[begin Supplied data]

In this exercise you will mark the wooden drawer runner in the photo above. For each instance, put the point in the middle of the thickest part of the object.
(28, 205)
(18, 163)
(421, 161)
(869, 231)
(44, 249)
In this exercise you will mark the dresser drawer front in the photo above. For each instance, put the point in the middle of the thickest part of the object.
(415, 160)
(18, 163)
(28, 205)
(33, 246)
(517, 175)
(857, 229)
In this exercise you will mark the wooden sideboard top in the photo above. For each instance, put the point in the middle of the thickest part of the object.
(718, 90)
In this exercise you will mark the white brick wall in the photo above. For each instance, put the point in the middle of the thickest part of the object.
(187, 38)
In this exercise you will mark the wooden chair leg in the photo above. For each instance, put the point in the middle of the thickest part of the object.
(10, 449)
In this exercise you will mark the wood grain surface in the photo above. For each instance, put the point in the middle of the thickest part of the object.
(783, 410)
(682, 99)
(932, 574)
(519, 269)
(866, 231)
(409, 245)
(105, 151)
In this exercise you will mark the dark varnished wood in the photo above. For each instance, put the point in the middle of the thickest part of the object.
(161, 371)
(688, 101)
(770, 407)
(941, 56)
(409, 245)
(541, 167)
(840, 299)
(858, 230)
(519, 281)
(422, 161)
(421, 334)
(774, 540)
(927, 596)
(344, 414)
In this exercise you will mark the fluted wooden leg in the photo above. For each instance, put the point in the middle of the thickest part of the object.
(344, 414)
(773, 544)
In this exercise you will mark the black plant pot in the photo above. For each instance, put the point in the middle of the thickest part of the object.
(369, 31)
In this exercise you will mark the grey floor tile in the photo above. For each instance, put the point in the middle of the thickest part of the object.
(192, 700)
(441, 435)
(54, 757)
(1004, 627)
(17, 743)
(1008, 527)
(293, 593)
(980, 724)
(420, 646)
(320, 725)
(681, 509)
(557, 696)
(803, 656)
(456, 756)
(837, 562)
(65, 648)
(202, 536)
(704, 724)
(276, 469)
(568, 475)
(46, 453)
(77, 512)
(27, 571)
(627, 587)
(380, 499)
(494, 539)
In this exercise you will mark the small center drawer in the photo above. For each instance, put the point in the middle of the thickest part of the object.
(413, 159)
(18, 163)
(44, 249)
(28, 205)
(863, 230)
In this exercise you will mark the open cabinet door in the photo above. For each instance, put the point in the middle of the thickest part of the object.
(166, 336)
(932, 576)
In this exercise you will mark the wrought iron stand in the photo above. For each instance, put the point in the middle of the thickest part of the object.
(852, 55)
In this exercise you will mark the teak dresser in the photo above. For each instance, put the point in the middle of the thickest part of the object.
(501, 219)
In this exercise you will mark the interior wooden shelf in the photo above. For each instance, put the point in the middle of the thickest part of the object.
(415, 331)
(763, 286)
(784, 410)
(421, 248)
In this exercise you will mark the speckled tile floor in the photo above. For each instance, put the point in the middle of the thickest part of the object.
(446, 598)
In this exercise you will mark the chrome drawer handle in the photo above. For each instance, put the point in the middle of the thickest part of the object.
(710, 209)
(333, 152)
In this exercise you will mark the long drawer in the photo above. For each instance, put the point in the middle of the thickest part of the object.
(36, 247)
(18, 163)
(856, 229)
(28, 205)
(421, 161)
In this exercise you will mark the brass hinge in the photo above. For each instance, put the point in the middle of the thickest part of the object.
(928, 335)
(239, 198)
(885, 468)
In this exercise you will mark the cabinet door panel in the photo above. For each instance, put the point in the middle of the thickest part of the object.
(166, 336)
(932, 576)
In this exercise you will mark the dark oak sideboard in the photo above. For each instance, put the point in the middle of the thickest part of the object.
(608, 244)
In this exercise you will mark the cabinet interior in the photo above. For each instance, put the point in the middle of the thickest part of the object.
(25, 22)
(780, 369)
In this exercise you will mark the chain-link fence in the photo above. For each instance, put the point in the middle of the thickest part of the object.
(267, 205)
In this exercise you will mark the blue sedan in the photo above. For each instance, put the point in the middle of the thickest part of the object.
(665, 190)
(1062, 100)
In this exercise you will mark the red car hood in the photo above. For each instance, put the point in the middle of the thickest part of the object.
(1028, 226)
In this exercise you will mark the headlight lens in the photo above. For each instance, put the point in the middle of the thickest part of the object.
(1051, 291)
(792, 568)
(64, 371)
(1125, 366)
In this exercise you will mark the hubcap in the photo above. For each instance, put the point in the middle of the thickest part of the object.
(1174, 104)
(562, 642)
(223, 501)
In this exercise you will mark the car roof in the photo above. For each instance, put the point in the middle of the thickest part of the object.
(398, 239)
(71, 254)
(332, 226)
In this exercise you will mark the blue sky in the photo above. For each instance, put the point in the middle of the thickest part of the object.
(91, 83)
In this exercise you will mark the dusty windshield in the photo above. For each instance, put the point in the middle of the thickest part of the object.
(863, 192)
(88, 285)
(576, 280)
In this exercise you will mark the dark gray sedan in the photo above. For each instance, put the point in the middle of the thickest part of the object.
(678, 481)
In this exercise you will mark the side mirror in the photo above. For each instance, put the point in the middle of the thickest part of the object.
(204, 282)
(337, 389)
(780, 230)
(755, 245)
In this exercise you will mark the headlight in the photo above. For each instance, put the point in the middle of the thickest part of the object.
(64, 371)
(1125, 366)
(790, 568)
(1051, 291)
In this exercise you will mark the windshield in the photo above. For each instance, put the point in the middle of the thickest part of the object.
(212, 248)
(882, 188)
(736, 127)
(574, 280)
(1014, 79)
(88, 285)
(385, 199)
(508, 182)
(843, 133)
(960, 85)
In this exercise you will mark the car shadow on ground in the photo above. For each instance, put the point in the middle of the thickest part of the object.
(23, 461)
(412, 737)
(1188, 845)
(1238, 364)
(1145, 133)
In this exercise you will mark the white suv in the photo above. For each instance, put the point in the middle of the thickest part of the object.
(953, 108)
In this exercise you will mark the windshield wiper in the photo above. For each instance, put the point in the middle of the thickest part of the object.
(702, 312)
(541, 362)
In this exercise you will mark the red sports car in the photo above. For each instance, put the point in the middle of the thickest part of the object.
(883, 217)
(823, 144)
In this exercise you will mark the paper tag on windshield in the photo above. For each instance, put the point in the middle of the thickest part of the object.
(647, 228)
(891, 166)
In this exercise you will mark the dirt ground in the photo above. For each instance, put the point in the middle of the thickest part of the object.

[end Supplied data]

Please output every line of the listing above as a JSON list of strings, one string per line, with blank lines left out.

> _Task output_:
[
  "In this exercise you will mark the wooden drawer runner in the photo above. For each instance, put the point in the middle of the thickest part of the object.",
  "(28, 205)",
  "(18, 163)",
  "(421, 161)",
  "(869, 231)",
  "(44, 249)",
  "In this exercise you will mark the dresser drawer front in the photo above. For each instance, put the point in the middle of the thickest part of the object.",
  "(415, 160)",
  "(18, 163)",
  "(28, 205)",
  "(33, 246)",
  "(517, 175)",
  "(857, 229)",
  "In this exercise you will mark the wooden sideboard top in the photo above. For each instance, put the point in the middle of the thickest part of the object.",
  "(718, 90)",
  "In this exercise you will mark the white brick wall in the photo above. For each instance, put the point in the middle of the thickest part of the object.",
  "(187, 38)",
  "In this exercise you will mark the wooden chair leg in the photo above. For each instance, put the point in the middle of the thickest part of the object.",
  "(10, 449)",
  "In this exercise you will mark the wood grain surface in the photo above. For each instance, put the point in the middle of the thickest part of the object.",
  "(783, 410)",
  "(682, 99)",
  "(932, 574)",
  "(519, 269)",
  "(866, 231)",
  "(409, 245)",
  "(105, 151)",
  "In this exercise you will mark the dark varnished wood in the photo above. For each instance, put the point in the middle of the thickest part of the object.",
  "(161, 371)",
  "(688, 101)",
  "(770, 407)",
  "(941, 56)",
  "(409, 245)",
  "(541, 167)",
  "(840, 299)",
  "(858, 230)",
  "(519, 281)",
  "(422, 161)",
  "(421, 334)",
  "(774, 540)",
  "(927, 596)",
  "(344, 414)",
  "In this exercise you will mark the fluted wooden leg in the photo above. For each instance, put the point in the middle of the thickest part of the object.",
  "(344, 414)",
  "(773, 544)",
  "In this exercise you will mark the black plant pot in the photo above. For each instance, put the point in the middle of the thickest part of the object.",
  "(369, 31)",
  "In this exercise you will mark the grey floor tile in the photo above. For each instance, put the point in the middle of the thickest part of the object.",
  "(192, 700)",
  "(441, 435)",
  "(54, 757)",
  "(1004, 627)",
  "(17, 743)",
  "(1008, 527)",
  "(293, 593)",
  "(980, 724)",
  "(420, 646)",
  "(320, 725)",
  "(681, 509)",
  "(557, 696)",
  "(803, 656)",
  "(456, 756)",
  "(837, 562)",
  "(65, 648)",
  "(202, 536)",
  "(704, 724)",
  "(276, 469)",
  "(568, 475)",
  "(46, 453)",
  "(77, 512)",
  "(27, 571)",
  "(627, 587)",
  "(380, 499)",
  "(494, 539)",
  "In this exercise you will mark the small center drawer in the photo above. For each instance, put the point in the middle of the thickest part of the object.",
  "(413, 159)",
  "(18, 163)",
  "(44, 249)",
  "(28, 205)",
  "(863, 230)",
  "In this exercise you will mark the open cabinet door in the photo above. For each instance, put the point in the middle of the thickest part of the object.",
  "(166, 336)",
  "(932, 576)",
  "In this exercise you will mark the wrought iron stand in the photo above. For each instance, put the point in the middle of the thickest part of the object.",
  "(852, 55)",
  "In this exercise you will mark the teak dresser in the photo above. For each instance, put the point in the middle of the thickest part of the object.",
  "(501, 219)",
  "In this exercise you will mark the interior wooden shelf in the photo above. For each instance, put the point in the middle of the thickest part of the object.",
  "(415, 331)",
  "(763, 286)",
  "(784, 410)",
  "(421, 248)",
  "In this exercise you will mark the speckled tile floor in the photo above. For each instance, put the point in the middle of the thickest part of the object.",
  "(446, 598)",
  "In this exercise you will mark the chrome drawer handle in the photo above. For each instance, put the point in the middle of the thickest part of the object.",
  "(710, 209)",
  "(333, 152)",
  "In this exercise you will mark the long drawer in the photo above. For each instance, put the point in the middle of the thickest part of the object.",
  "(36, 247)",
  "(18, 163)",
  "(856, 229)",
  "(28, 205)",
  "(421, 161)",
  "In this exercise you will mark the brass hinge in the photo above. For each instance, put the point in the middle of the thickest part of the object.",
  "(928, 335)",
  "(239, 198)",
  "(885, 468)",
  "In this exercise you will mark the cabinet door panel in the photo above. For each instance, put the point in the middle of the thickest part of the object.",
  "(166, 336)",
  "(932, 576)",
  "In this exercise you will mark the dark oak sideboard in the photo above. For each instance, put the point in the middle of the thickest part of the object.",
  "(608, 244)",
  "In this exercise you will mark the cabinet interior in the photo above. For each instance, put the point in the middle of the thickest part of the object.",
  "(25, 22)",
  "(780, 369)",
  "In this exercise you will mark the chain-link fence in the photo above. For each instance, put the point in the middle of the thickest part of the object.",
  "(267, 205)",
  "In this exercise you will mark the blue sedan in the photo above. For each instance, put the point in the middle of the thickest part of the object.",
  "(665, 190)",
  "(1062, 100)",
  "In this exercise you will mark the red car hood in the photo above. For each instance, put the point in the middle of the thickest part of the object.",
  "(1028, 226)",
  "In this exercise you will mark the headlight lens in the photo above. For each instance, put the point in the middle of the thickest part of the object.",
  "(1051, 291)",
  "(792, 568)",
  "(64, 371)",
  "(1125, 366)",
  "In this exercise you will mark the hubcap in the photo above. For each instance, put the point in the middle of the thickest part of the object.",
  "(1174, 104)",
  "(562, 642)",
  "(223, 501)",
  "In this exercise you will mark the car roof in the photo above. For each instance, put the point in the middle of the thickest part of the object.",
  "(398, 239)",
  "(71, 254)",
  "(332, 226)",
  "In this exercise you will mark the blue sky in the photo above. For each instance, put the point in the middle of the thickest part of the object.",
  "(91, 83)",
  "In this exercise you will mark the dusty windshield in the photo above. For each instance, put the point in the middle of the thickest part of the object.",
  "(863, 192)",
  "(88, 285)",
  "(576, 280)",
  "In this exercise you will mark the dark gray sedan in the photo above. For each instance, put the point in the middle of the thickest part of the object.",
  "(678, 481)",
  "In this exercise you will mark the side mirror in the photo above. For each instance, put the point in the middle of the thickest part of the object.",
  "(204, 282)",
  "(337, 389)",
  "(780, 230)",
  "(755, 245)",
  "In this exercise you will mark the headlight in the photo above. For each instance, put the point in the middle of the thickest part of the object.",
  "(64, 371)",
  "(1125, 366)",
  "(790, 568)",
  "(1051, 291)",
  "In this exercise you will mark the windshield in the photo above. For each instance, put the point in the middle of the thickest part of the object.",
  "(212, 248)",
  "(882, 188)",
  "(736, 127)",
  "(574, 280)",
  "(1014, 79)",
  "(88, 285)",
  "(385, 199)",
  "(508, 182)",
  "(843, 133)",
  "(960, 85)",
  "In this exercise you will mark the car shadow on ground in the photo above. For each instance, put the point in the middle of the thickest part of the object.",
  "(23, 461)",
  "(412, 737)",
  "(1188, 845)",
  "(1238, 364)",
  "(1145, 133)",
  "In this exercise you will mark the white suv in the photo above. For each instance, put the point in the middle of the thickest part of the object.",
  "(953, 108)",
  "In this exercise you will mark the windshield wiper in the photo above. For each instance, put the point in the middle of the thickest part of the object.",
  "(702, 312)",
  "(541, 362)",
  "In this exercise you will mark the red sports car in the photo above. For each instance, put the point in the middle of the thickest part of the object.",
  "(883, 217)",
  "(823, 144)",
  "In this exercise you will mark the paper tag on windshield in the photo above. For each instance, put the point in the middle of the thickest part of the object.",
  "(647, 228)",
  "(891, 166)",
  "In this exercise you will mark the dirt ground in the photo above. For each instance, put the point in the middle of the thickest part of the object."
]